**Your task**. Substitute "pin" for "marker" throughout the rows below, then give the lines again with everything else left as it is.

───── Records for this exercise ─────

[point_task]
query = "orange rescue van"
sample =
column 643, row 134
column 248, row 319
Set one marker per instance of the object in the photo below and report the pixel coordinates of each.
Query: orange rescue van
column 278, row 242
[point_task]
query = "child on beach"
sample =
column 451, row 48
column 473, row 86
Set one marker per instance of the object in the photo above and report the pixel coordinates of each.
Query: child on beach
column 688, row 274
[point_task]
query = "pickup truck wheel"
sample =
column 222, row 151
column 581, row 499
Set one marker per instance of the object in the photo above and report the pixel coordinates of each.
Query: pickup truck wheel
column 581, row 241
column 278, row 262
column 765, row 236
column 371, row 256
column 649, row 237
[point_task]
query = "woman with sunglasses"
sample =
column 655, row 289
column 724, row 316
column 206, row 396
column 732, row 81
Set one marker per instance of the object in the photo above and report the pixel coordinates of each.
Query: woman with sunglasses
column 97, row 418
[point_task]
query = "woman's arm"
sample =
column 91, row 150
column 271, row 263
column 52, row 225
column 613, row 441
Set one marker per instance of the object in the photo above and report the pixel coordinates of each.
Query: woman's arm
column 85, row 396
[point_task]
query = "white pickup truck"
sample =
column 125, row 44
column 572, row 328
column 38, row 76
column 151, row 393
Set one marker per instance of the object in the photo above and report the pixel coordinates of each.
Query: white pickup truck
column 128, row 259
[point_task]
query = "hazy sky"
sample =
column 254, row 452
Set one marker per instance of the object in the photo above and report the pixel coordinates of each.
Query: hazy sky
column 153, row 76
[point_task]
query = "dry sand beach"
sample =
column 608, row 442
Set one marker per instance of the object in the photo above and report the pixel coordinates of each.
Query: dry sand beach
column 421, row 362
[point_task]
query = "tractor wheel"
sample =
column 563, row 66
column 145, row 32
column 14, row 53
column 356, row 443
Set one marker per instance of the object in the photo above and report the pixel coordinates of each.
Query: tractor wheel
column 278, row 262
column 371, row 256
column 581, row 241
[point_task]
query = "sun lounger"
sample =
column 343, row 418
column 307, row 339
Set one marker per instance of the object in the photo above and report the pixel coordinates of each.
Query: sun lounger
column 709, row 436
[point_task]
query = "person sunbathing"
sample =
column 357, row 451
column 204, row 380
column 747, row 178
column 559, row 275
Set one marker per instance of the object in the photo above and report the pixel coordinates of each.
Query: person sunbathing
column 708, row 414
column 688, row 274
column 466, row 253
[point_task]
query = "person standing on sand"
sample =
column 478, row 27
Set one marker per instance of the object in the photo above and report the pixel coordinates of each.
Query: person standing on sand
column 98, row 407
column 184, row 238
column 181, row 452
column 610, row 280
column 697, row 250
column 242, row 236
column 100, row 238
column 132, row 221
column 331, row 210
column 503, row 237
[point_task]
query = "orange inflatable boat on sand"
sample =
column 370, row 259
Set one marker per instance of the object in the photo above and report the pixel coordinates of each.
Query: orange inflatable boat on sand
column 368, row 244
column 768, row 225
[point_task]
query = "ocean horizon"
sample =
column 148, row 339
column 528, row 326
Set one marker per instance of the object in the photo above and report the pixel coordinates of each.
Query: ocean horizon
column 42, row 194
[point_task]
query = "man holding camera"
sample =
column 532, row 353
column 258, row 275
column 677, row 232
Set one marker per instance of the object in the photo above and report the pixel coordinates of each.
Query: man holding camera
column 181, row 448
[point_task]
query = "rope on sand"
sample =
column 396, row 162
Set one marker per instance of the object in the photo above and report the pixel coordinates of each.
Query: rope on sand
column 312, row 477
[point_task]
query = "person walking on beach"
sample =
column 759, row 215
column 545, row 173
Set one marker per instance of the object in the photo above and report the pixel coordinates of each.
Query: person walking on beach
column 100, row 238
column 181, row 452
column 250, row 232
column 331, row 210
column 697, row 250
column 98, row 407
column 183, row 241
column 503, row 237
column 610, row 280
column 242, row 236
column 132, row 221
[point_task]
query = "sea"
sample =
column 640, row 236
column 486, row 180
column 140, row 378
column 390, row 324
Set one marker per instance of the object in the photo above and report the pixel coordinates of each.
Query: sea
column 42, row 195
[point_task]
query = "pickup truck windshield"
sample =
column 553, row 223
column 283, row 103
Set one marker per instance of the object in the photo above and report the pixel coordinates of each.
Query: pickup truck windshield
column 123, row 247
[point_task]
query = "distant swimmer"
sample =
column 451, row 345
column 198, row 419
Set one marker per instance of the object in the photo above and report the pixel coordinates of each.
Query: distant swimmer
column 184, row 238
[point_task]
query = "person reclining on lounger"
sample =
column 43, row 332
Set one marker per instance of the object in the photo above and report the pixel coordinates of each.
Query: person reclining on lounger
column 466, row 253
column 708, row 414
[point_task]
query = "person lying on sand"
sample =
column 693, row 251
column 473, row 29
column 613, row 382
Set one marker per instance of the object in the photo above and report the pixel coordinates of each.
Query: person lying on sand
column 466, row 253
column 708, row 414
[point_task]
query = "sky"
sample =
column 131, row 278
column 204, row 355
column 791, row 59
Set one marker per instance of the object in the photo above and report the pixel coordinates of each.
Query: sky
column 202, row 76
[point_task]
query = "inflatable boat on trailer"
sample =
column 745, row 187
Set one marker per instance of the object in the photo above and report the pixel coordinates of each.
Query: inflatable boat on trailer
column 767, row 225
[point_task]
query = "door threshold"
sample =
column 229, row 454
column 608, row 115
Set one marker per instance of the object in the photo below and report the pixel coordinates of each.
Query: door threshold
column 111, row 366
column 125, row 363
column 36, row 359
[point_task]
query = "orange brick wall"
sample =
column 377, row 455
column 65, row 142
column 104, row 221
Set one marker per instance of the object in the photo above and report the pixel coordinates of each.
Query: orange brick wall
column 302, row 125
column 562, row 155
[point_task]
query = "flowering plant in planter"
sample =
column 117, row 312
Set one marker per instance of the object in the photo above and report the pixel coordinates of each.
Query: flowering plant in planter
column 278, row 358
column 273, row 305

─────

**Exercise response**.
[point_task]
query = "orange rescue van"
sample =
column 643, row 134
column 248, row 319
Set one pin per instance of the object in the photo below and report the pixel coordinates of each.
Query: orange rescue van
column 278, row 242
[point_task]
query = "child on beach"
sample =
column 451, row 48
column 473, row 86
Set one pin per instance of the object in the photo above and report the pixel coordinates of each.
Query: child on beach
column 688, row 274
[point_task]
query = "pickup truck wheel"
sample =
column 222, row 151
column 581, row 499
Set one pin per instance of the object in the photo above and report the pixel coordinates of each.
Query: pickup truck wheel
column 581, row 241
column 278, row 262
column 765, row 236
column 371, row 256
column 649, row 237
[point_task]
query = "woman with sunglasses"
sample =
column 655, row 289
column 724, row 316
column 206, row 396
column 732, row 81
Set one pin per instance of the object in the photo above and report the pixel coordinates of each.
Query: woman with sunglasses
column 97, row 418
[point_task]
query = "woman's arm"
sample =
column 91, row 150
column 271, row 263
column 52, row 225
column 613, row 441
Set one pin per instance of the object in the photo above and report the pixel coordinates of each.
Query: woman's arm
column 85, row 396
[point_task]
query = "white pickup truck"
sample =
column 125, row 44
column 572, row 328
column 38, row 76
column 151, row 393
Set one pin per instance of the object in the photo above and report the pixel coordinates of each.
Query: white pickup truck
column 128, row 259
[point_task]
query = "hazy sky"
sample =
column 254, row 452
Set one pin per instance of the object in the photo above and report the pixel coordinates of each.
Query: hazy sky
column 153, row 76
[point_task]
query = "dry sand beach"
sample =
column 608, row 442
Set one pin per instance of the object in the photo above and report the pixel coordinates of each.
Query: dry sand beach
column 421, row 362
[point_task]
query = "tractor wheel"
sample =
column 563, row 66
column 145, row 32
column 14, row 53
column 356, row 443
Set one pin per instance of the object in the photo above and report the pixel coordinates of each.
Query: tractor wheel
column 278, row 262
column 371, row 256
column 581, row 241
[point_task]
query = "sun lounger"
sample =
column 343, row 418
column 307, row 339
Set one pin per instance of the object in the photo above and report the pixel coordinates of each.
Query: sun lounger
column 709, row 436
[point_task]
query = "person sunbathing"
sample =
column 357, row 451
column 204, row 380
column 747, row 178
column 559, row 275
Set one pin per instance of the object in the photo above and report the pixel coordinates of each.
Query: person sunbathing
column 708, row 414
column 688, row 274
column 466, row 253
[point_task]
query = "person standing on sand"
sample =
column 478, row 27
Set one pin per instance of the object in the photo above and report the pixel coordinates of each.
Query: person standing on sand
column 98, row 407
column 184, row 238
column 181, row 452
column 610, row 280
column 697, row 250
column 242, row 236
column 100, row 238
column 132, row 221
column 331, row 210
column 503, row 237
[point_task]
query = "orange inflatable boat on sand"
sample =
column 370, row 259
Set one pin per instance of the object in the photo above and report the pixel coordinates of each.
Query: orange inflatable boat on sand
column 368, row 244
column 768, row 225
[point_task]
query = "ocean horizon"
sample =
column 148, row 339
column 528, row 326
Set one pin per instance of the object in the photo above and report the pixel coordinates of each.
Query: ocean horizon
column 42, row 194
[point_task]
query = "man holding camera"
sample =
column 532, row 353
column 258, row 275
column 677, row 232
Set one pin per instance of the object in the photo above and report the pixel coordinates of each.
Query: man holding camera
column 181, row 448
[point_task]
query = "rope on sand"
sample =
column 396, row 162
Set one pin per instance of the object in the photo above and report the pixel coordinates of each.
Query: rope on sand
column 312, row 477
[point_task]
query = "person walking on beach"
sample =
column 759, row 215
column 545, row 173
Set one pin per instance of the object in the photo above and report the pixel coordinates of each.
Query: person walking on beach
column 100, row 238
column 181, row 452
column 250, row 232
column 331, row 210
column 697, row 250
column 98, row 407
column 183, row 241
column 503, row 237
column 610, row 280
column 242, row 236
column 132, row 221
[point_task]
query = "sea"
sample =
column 640, row 236
column 486, row 180
column 140, row 378
column 390, row 324
Set one pin per instance of the object in the photo above and report the pixel coordinates of each.
Query: sea
column 42, row 195
[point_task]
query = "pickup truck windshield"
sample =
column 553, row 223
column 283, row 103
Set one pin per instance of the object in the photo above and report the pixel coordinates of each.
Query: pickup truck windshield
column 123, row 247
[point_task]
query = "distant swimmer"
sample =
column 451, row 345
column 198, row 419
Set one pin per instance of the object in the photo above and report the pixel coordinates of each.
Query: distant swimmer
column 184, row 238
[point_task]
query = "person reclining on lounger"
sample =
column 43, row 332
Set one pin per instance of the object in the photo above and report the pixel coordinates of each.
Query: person reclining on lounger
column 466, row 253
column 708, row 414
[point_task]
query = "person lying on sand"
sample =
column 693, row 251
column 473, row 29
column 613, row 382
Set one pin per instance of the object in the photo above and report the pixel coordinates of each.
Query: person lying on sand
column 466, row 253
column 708, row 414
[point_task]
query = "sky"
sample =
column 131, row 278
column 204, row 355
column 791, row 59
Set one pin per instance of the object in the photo above and report the pixel coordinates of each.
Query: sky
column 202, row 76
[point_task]
query = "inflatable boat on trailer"
sample =
column 745, row 187
Set one pin per instance of the object in the photo above and report the pixel coordinates of each.
Query: inflatable boat on trailer
column 767, row 225
[point_task]
query = "door threshold"
sample =
column 229, row 454
column 608, row 115
Set one pin per instance of the object in the photo below and report the pixel coordinates of each.
Query: door threshold
column 111, row 366
column 125, row 363
column 36, row 359
[point_task]
query = "orange brick wall"
sample =
column 377, row 455
column 65, row 142
column 104, row 221
Set one pin per instance of the object in the photo above and report the pixel coordinates of each.
Query: orange brick wall
column 302, row 125
column 562, row 155
[point_task]
query = "flowering plant in planter"
sample =
column 117, row 312
Set one pin per instance of the object in the photo above and report the pixel coordinates of each.
Query: flowering plant in planter
column 278, row 358
column 273, row 305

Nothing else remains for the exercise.